- [What the exercise asks]:
List each line in the entries below that contains the word "woman", copying every such line unchanged.

- [Dataset content]:
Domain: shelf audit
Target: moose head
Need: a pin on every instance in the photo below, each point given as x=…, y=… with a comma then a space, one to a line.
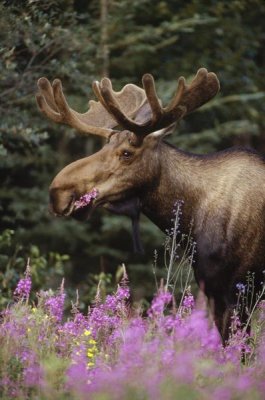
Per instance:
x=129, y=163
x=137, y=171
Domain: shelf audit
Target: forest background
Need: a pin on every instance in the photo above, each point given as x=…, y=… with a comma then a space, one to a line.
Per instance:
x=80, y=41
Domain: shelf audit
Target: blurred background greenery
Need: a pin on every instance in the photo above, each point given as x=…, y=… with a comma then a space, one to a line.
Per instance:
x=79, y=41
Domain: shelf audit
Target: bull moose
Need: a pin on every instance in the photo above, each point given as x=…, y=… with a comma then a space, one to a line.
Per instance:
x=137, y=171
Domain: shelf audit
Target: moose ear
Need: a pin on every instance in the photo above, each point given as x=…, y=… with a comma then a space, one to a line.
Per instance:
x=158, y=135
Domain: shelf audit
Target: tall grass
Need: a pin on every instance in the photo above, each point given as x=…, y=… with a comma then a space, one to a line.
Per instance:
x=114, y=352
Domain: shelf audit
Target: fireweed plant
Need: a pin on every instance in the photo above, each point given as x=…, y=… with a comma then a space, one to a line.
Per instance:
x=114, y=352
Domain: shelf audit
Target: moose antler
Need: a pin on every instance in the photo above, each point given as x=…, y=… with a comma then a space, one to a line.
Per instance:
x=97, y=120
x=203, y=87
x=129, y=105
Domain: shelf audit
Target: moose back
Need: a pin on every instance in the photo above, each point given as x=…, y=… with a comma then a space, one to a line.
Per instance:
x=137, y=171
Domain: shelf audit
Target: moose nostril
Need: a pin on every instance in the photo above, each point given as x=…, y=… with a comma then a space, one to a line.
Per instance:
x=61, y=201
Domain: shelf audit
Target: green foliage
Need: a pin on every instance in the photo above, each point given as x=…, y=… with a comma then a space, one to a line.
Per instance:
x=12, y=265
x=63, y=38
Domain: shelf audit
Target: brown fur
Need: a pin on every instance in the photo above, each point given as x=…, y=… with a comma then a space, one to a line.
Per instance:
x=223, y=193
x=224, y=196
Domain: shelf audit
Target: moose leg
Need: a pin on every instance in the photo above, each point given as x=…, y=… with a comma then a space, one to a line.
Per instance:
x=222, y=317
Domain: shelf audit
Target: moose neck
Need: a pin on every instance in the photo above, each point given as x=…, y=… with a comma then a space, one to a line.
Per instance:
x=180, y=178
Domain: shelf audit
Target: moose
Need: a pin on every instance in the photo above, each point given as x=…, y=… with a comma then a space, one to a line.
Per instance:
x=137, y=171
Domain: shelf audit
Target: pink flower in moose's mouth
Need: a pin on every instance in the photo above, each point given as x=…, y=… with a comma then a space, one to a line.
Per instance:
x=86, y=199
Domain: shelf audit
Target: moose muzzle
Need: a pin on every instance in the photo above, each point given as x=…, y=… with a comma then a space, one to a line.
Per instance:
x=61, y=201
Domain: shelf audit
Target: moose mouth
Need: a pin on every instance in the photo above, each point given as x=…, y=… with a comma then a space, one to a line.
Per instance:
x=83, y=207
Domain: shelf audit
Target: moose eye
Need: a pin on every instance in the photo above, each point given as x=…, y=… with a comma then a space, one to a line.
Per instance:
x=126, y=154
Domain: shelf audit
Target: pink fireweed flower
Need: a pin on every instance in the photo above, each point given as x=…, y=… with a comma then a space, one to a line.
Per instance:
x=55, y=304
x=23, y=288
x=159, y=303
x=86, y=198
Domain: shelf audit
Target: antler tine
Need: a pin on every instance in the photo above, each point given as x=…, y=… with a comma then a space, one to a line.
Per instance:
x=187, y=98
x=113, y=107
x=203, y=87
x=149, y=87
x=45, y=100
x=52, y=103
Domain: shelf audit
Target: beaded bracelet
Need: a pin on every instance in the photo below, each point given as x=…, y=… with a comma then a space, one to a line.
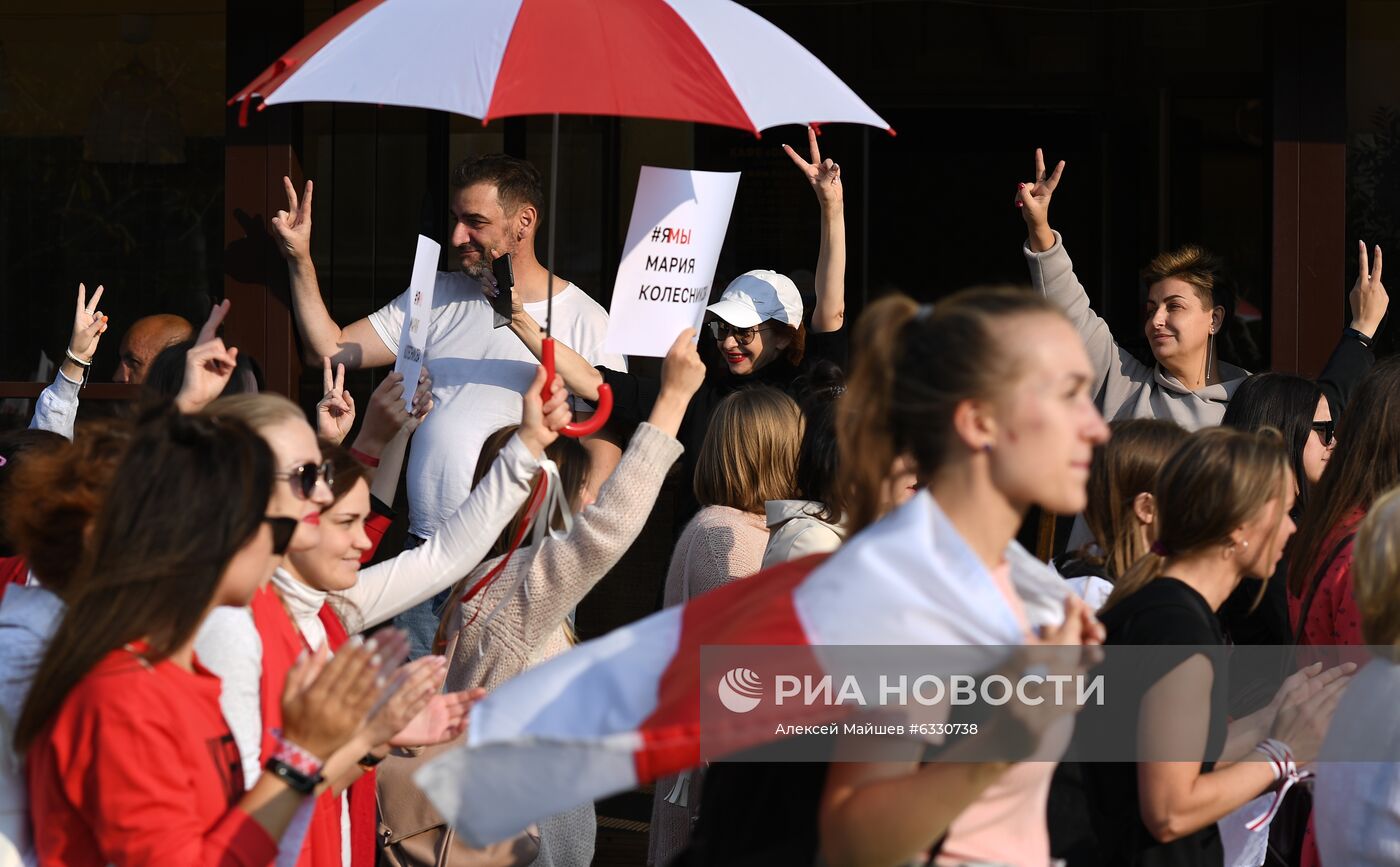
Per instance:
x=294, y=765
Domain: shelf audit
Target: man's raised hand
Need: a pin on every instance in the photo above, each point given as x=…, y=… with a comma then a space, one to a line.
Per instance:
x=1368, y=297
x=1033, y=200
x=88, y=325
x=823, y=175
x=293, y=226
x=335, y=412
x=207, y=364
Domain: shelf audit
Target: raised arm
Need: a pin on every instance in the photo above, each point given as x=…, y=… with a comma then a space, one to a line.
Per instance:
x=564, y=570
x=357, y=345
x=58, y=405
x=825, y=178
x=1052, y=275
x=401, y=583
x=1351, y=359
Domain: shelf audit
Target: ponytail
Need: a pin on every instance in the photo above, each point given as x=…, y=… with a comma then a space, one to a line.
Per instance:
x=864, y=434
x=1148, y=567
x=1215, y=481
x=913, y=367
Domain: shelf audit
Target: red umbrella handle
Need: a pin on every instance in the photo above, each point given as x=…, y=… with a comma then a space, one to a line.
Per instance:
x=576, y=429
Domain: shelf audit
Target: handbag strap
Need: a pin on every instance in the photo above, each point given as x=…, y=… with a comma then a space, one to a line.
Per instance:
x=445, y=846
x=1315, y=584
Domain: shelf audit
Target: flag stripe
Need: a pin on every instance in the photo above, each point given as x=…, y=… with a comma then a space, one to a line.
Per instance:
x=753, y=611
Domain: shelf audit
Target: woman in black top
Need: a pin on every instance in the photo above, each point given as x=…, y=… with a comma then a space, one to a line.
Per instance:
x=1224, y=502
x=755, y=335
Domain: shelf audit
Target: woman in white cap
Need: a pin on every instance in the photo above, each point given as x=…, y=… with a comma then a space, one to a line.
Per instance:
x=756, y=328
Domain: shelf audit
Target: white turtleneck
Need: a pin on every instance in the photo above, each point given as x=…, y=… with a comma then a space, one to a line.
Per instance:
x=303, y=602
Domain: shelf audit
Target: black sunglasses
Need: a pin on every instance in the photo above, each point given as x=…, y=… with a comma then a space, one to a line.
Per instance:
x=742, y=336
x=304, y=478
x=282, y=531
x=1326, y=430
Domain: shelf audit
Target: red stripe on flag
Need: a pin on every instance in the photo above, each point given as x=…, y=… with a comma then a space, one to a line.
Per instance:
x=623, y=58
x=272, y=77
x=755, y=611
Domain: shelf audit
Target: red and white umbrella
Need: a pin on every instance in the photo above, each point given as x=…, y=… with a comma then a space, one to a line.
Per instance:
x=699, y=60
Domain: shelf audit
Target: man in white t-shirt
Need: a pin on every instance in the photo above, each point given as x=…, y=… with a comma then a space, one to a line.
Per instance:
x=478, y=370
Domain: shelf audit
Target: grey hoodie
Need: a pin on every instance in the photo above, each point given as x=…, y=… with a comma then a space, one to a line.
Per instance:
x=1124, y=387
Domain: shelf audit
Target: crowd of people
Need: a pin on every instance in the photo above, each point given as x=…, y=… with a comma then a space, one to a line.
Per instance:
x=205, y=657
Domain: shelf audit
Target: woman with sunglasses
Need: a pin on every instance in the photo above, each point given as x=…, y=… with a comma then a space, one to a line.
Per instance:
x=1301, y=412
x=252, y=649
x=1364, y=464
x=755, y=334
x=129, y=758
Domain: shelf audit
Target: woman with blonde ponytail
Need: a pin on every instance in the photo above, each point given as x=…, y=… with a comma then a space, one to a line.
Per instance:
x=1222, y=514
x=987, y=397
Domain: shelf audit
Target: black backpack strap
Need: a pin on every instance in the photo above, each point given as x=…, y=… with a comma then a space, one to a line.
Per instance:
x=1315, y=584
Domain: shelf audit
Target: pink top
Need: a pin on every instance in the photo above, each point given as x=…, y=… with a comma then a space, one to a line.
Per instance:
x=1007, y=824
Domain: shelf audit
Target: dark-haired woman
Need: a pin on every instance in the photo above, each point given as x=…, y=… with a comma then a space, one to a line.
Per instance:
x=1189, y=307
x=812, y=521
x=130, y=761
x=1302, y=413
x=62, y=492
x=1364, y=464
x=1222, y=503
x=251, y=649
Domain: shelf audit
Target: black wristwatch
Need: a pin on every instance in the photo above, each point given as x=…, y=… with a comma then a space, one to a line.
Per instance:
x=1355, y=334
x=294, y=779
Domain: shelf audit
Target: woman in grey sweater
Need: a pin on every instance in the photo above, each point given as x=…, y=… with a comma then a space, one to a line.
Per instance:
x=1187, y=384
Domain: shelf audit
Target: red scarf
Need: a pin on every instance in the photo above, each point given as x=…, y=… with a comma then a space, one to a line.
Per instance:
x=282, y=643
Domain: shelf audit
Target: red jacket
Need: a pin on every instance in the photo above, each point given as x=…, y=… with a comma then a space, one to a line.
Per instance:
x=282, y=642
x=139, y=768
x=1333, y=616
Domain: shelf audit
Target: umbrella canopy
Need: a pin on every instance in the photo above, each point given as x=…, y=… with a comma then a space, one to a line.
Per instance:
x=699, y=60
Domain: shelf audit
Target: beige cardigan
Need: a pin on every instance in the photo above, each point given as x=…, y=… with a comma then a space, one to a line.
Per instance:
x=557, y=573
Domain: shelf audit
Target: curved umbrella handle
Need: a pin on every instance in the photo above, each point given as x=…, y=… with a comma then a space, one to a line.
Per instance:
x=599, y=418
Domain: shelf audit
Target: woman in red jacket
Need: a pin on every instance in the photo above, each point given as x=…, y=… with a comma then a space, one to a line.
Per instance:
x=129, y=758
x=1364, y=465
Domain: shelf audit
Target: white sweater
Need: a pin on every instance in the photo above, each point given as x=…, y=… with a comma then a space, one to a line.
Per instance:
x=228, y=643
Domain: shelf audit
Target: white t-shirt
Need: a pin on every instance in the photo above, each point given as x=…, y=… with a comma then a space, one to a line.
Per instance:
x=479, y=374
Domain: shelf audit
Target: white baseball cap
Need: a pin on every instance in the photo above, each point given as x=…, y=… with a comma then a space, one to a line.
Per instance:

- [Task result]:
Target: woman in black top
Target: woman in white cap
Target: woman with sunglasses
Target: woman with blonde ponytail
Target: dark-haired woman
Target: woman in grey sweater
Target: woman in red jacket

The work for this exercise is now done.